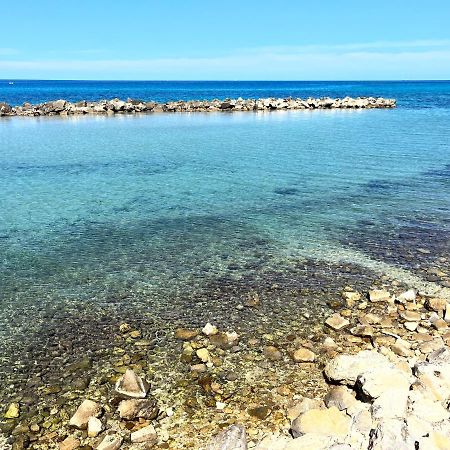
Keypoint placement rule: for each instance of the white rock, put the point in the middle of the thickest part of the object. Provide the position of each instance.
(95, 426)
(347, 368)
(87, 409)
(146, 434)
(110, 442)
(209, 329)
(131, 385)
(232, 438)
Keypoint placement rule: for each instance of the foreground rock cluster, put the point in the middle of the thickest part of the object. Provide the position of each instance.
(385, 359)
(130, 106)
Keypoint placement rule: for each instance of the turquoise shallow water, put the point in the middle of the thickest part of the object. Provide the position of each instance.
(169, 217)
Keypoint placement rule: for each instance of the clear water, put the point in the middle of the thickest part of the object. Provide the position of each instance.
(168, 217)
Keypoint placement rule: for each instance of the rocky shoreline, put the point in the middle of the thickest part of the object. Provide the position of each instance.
(132, 106)
(385, 359)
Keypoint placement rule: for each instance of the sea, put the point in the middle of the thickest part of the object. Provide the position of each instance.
(174, 220)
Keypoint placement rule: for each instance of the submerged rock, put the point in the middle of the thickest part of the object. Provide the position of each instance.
(132, 409)
(131, 385)
(85, 411)
(233, 438)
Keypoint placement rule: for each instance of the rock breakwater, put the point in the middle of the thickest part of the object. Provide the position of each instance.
(131, 106)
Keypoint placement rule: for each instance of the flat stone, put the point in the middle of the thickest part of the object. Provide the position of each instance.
(260, 412)
(13, 411)
(336, 322)
(110, 442)
(340, 397)
(329, 422)
(303, 355)
(131, 385)
(436, 304)
(70, 443)
(132, 409)
(95, 426)
(209, 329)
(146, 434)
(347, 368)
(87, 409)
(379, 295)
(232, 438)
(272, 353)
(185, 334)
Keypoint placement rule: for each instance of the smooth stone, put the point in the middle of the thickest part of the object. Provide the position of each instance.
(272, 353)
(185, 334)
(110, 442)
(329, 422)
(347, 368)
(132, 409)
(303, 355)
(87, 409)
(379, 295)
(232, 438)
(70, 443)
(209, 329)
(146, 434)
(131, 385)
(95, 427)
(13, 411)
(336, 321)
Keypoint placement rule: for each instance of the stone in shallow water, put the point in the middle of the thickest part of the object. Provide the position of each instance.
(13, 411)
(233, 438)
(185, 334)
(146, 434)
(303, 355)
(70, 443)
(260, 412)
(336, 322)
(95, 426)
(131, 385)
(379, 295)
(131, 409)
(110, 442)
(87, 409)
(272, 353)
(329, 422)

******

▶ **PROBLEM TO WORK ON**:
Reproduce all of the data exactly, omitting each picture it holds.

▶ **WRITTEN REPLY**:
Keypoint placement rule: for each instance of the white rock, put the point in the middle of the thickest part of the object. Provide the position of each instance.
(95, 426)
(347, 368)
(87, 409)
(146, 434)
(110, 442)
(209, 329)
(131, 385)
(232, 438)
Keypoint placement rule: for each instance of the foreground rock cluster, put the point in the middle of the thickest part of the object. Provide the position of each instance.
(385, 359)
(130, 106)
Keypoint placement rule: for each instance of the turquoise shallow water, put the point in the middle of the thickest part of the object. Provide the position of each instance.
(169, 217)
Keypoint placement rule: for each instance of the clear water, put the point in the middle of the thickest part of the object. Provide the position of each instance.
(168, 217)
Keypoint placement rule: for each instance of the rocky shoreline, put the point in the middle of the thickest part of the object. Provide the position of each instance.
(132, 106)
(385, 359)
Keypoint placement rule: for each instance of the sea, put the point in the middle of the thickest part of the object. Provide the position of each instance.
(174, 220)
Keypoint placement rule: for each instance of the submerged rock, put the point in the middle of the thickest part of the object. Provide the position of each instance.
(132, 409)
(131, 385)
(85, 411)
(233, 438)
Keypoint placement rule: for each instance of the rock breakwater, put the point in the middle of the thickest part of the object. Provide the position of each instance.
(131, 106)
Keypoint placement rule: for each instance of the flat stone, put the point in the middle of the thickest part of the object. Provide the position of each instance.
(260, 412)
(13, 411)
(336, 322)
(110, 442)
(340, 397)
(329, 422)
(303, 355)
(131, 385)
(436, 304)
(70, 443)
(132, 409)
(95, 426)
(209, 329)
(146, 434)
(347, 368)
(87, 409)
(379, 295)
(232, 438)
(272, 353)
(185, 334)
Keypoint placement rule: for each instance of the smooth stone, put the point in the middle of the thickest part of the object. Provide the position of each instance.
(272, 353)
(185, 334)
(110, 442)
(329, 422)
(347, 368)
(132, 409)
(303, 355)
(87, 409)
(379, 295)
(232, 438)
(70, 443)
(209, 329)
(146, 434)
(131, 385)
(95, 427)
(13, 411)
(336, 321)
Keypoint placement rule: for each instance of the stone in shallow water, put the point in the middle of the thickest part of the object. Provide the position of each instance.
(13, 411)
(233, 438)
(185, 334)
(146, 434)
(303, 355)
(70, 443)
(260, 412)
(336, 322)
(95, 426)
(131, 385)
(379, 295)
(131, 409)
(110, 442)
(87, 409)
(272, 353)
(329, 422)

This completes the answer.